─── Input records

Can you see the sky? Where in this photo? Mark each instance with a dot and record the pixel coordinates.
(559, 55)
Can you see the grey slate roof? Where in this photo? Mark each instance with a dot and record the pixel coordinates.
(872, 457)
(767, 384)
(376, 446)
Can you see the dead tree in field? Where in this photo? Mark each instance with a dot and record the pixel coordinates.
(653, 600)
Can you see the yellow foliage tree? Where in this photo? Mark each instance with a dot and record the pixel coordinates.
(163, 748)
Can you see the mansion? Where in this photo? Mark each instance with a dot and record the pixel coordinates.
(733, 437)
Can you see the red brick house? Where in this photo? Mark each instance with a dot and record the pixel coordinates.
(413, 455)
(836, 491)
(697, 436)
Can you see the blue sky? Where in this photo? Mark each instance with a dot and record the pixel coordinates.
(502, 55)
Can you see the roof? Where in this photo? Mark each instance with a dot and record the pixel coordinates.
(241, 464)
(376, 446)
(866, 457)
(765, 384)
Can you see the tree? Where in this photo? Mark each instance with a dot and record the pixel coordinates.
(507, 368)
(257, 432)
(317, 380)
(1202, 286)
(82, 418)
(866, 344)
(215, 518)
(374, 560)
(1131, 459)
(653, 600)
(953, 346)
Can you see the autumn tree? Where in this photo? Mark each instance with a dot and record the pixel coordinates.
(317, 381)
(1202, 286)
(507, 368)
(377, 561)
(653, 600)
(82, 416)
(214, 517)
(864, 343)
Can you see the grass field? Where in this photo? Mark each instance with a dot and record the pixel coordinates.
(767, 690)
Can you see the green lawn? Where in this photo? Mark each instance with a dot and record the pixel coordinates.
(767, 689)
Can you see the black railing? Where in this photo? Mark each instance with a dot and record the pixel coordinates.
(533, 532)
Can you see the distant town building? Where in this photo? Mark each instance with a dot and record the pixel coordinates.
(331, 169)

──────

Starting at the top of the listing above, write out every line exactly as it appears.

Can you see the sky? Where in this photo? Mark each instance with a dot and record the pixel coordinates.
(559, 55)
Can you see the grey slate roof? Where in this photo? Mark each instance with a dot and record the pixel coordinates.
(872, 457)
(767, 384)
(376, 446)
Can you see the dead tree in field? Where in this photo? Mark each instance with a dot and record the pixel coordinates.
(653, 600)
Can you see the yellow foliage tree? Where in this photo? Mark each instance with a dot and record the pixel coordinates.
(163, 748)
Can you see the mansion? Where in this photo? Mark each instance with a dot and record the pixel coordinates.
(733, 437)
Can you see the red brick house? Where in this photo? Mark each instance with a dot and record the pixel coordinates.
(413, 455)
(836, 491)
(697, 436)
Can you see the blue sky? Where in this photo? Mark each instance with a dot and record the pixel coordinates.
(502, 55)
Can you see the roof? Where in this photo? Mark each instance with a dot and record the pixel coordinates.
(241, 464)
(376, 446)
(866, 457)
(765, 384)
Can you see the tree? Where in this photo? Mark each instance with a dot and record the pixel coordinates.
(507, 368)
(257, 432)
(317, 380)
(1202, 286)
(82, 418)
(866, 344)
(215, 518)
(374, 560)
(1131, 459)
(653, 600)
(953, 346)
Can you see the autumn tree? Where in this photo? Mark each instance with a dot and record the pixel coordinates.
(317, 381)
(1202, 286)
(507, 368)
(377, 561)
(653, 600)
(82, 416)
(214, 517)
(864, 343)
Can you see the grass field? Where in this photo? Mark each instance with a dot and record the pixel coordinates.
(767, 690)
Can you see the green lawn? Where in this photo? Mark each instance with a dot and record the pixel coordinates.
(767, 689)
Can you see the black railing? Where in this photo? Mark each instance with a dot and record the pixel coordinates.
(533, 532)
Can you see the distant town building? Where in this photo? Mark each instance with a dot and record the pixel coordinates.
(331, 169)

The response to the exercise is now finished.